Copy exactly, and only, the lines from the line containing "Could you put a marker on each instance of the blonde" through the last line of the records below, both included.

(Dataset rows on where objects appear)

▶

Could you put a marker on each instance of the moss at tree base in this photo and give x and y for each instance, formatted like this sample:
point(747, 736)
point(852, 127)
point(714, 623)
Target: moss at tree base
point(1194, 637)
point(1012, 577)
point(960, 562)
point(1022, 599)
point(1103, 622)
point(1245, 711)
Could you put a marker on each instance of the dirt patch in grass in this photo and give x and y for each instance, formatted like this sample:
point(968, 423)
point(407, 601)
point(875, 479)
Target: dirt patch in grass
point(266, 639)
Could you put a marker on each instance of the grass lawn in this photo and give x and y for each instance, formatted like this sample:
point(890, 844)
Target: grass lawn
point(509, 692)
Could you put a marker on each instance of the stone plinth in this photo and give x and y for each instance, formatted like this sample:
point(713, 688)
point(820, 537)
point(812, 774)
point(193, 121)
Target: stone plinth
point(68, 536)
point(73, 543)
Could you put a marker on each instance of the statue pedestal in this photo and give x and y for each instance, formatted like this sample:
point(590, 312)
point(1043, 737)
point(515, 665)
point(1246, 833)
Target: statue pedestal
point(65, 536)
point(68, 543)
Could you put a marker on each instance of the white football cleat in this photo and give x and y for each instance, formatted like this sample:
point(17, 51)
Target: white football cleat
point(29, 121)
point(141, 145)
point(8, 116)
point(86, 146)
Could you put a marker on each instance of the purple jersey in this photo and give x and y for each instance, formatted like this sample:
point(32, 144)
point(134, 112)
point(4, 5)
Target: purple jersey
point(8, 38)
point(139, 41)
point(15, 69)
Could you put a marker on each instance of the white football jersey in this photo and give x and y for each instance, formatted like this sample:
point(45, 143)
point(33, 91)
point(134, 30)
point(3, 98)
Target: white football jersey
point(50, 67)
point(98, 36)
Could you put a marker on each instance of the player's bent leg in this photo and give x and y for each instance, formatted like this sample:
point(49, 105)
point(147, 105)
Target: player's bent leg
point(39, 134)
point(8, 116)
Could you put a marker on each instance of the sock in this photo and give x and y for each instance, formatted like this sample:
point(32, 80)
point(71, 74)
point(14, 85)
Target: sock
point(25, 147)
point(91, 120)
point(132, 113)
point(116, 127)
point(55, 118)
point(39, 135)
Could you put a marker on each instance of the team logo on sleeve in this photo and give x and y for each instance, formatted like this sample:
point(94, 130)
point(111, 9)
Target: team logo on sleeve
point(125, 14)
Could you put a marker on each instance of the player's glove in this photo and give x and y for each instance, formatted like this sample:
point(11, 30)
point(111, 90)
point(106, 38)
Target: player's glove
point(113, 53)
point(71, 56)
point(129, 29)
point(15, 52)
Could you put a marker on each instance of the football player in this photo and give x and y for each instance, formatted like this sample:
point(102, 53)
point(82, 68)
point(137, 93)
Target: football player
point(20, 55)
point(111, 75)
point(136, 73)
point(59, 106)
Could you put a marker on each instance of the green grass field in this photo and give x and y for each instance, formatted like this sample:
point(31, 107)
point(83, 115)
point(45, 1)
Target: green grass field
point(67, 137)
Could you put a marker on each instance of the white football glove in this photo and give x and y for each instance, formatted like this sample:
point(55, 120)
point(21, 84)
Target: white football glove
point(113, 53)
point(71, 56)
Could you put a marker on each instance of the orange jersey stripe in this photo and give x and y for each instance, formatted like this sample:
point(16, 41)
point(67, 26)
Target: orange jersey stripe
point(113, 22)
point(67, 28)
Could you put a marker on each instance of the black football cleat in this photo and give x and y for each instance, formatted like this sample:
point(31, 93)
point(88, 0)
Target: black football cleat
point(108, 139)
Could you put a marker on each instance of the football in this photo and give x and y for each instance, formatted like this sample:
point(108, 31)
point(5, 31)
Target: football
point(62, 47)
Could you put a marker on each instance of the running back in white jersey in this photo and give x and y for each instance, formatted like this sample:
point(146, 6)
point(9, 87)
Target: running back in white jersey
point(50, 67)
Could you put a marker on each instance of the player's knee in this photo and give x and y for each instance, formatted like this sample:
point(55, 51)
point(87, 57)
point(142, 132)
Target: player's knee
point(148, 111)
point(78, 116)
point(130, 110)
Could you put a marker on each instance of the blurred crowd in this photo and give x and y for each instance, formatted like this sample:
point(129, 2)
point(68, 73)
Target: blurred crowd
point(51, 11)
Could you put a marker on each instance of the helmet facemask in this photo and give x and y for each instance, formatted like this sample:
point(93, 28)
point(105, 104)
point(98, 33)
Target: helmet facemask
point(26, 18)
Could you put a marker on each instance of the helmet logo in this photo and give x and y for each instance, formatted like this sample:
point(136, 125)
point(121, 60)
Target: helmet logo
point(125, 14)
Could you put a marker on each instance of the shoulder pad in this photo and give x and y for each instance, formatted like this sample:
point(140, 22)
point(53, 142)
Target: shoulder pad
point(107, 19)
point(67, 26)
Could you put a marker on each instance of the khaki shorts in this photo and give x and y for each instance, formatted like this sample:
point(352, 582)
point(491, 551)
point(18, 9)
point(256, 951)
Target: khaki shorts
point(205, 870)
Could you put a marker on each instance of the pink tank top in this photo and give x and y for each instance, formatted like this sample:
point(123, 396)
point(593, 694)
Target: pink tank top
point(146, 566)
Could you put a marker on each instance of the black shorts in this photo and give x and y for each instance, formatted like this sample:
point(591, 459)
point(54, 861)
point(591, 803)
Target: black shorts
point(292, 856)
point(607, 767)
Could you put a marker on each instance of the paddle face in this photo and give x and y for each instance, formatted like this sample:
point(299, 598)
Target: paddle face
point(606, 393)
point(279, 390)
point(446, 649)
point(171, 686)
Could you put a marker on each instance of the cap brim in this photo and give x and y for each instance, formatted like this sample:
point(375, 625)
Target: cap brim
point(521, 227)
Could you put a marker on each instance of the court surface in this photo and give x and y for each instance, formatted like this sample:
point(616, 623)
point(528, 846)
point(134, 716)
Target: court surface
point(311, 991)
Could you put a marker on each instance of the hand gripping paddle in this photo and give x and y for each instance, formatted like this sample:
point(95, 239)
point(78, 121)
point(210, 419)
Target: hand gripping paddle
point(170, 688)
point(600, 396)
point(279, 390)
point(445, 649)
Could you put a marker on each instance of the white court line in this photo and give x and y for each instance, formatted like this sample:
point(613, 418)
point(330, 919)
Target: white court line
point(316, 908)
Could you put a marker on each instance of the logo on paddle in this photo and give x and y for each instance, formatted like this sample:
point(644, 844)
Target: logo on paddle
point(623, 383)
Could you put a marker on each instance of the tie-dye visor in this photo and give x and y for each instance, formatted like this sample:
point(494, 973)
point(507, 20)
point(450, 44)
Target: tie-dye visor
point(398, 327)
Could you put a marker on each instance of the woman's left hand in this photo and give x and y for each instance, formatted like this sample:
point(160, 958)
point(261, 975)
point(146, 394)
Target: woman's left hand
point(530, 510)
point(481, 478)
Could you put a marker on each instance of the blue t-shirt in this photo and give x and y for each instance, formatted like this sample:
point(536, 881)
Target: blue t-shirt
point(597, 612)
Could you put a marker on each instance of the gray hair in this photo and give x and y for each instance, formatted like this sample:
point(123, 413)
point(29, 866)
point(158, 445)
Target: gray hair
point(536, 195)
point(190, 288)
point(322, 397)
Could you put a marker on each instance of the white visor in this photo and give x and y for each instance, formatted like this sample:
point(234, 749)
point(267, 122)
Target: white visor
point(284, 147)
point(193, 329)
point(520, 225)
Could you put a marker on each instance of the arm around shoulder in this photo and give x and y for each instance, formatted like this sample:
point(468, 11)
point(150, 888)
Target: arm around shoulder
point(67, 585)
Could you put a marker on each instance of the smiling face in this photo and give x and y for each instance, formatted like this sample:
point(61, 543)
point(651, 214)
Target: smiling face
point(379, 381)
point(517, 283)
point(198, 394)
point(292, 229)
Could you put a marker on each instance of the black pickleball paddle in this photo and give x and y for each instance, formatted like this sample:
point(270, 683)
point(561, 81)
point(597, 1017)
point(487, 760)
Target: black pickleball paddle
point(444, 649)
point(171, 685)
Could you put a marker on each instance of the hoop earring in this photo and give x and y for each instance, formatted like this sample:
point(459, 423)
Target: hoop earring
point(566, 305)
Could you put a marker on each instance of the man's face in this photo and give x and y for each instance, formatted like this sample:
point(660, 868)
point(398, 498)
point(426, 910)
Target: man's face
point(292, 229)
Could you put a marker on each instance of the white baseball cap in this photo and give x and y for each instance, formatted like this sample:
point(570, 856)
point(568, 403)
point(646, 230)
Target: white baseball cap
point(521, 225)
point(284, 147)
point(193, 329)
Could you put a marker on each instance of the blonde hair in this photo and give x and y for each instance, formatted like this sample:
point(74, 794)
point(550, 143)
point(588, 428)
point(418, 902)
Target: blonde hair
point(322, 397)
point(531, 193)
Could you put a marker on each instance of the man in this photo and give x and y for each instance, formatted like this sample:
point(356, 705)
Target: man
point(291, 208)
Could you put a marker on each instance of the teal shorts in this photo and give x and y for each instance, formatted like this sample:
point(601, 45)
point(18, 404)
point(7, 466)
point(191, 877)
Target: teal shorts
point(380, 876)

◀

▶ Final answer
Could you put a marker on each instance of the blonde hair in this photo and give x and y for each instance, formatted like this sample:
point(74, 794)
point(550, 143)
point(588, 428)
point(418, 902)
Target: blonde hair
point(322, 397)
point(531, 193)
Could you put a marker on each instance of the man in this photo and give x and y for each instance, formatted like this sample:
point(356, 705)
Target: man
point(291, 208)
Could you put a marker on each instance of the teal shorts in this photo and give x and y for each instance, formatted like this sample:
point(601, 45)
point(18, 404)
point(7, 466)
point(191, 877)
Target: teal shorts
point(380, 876)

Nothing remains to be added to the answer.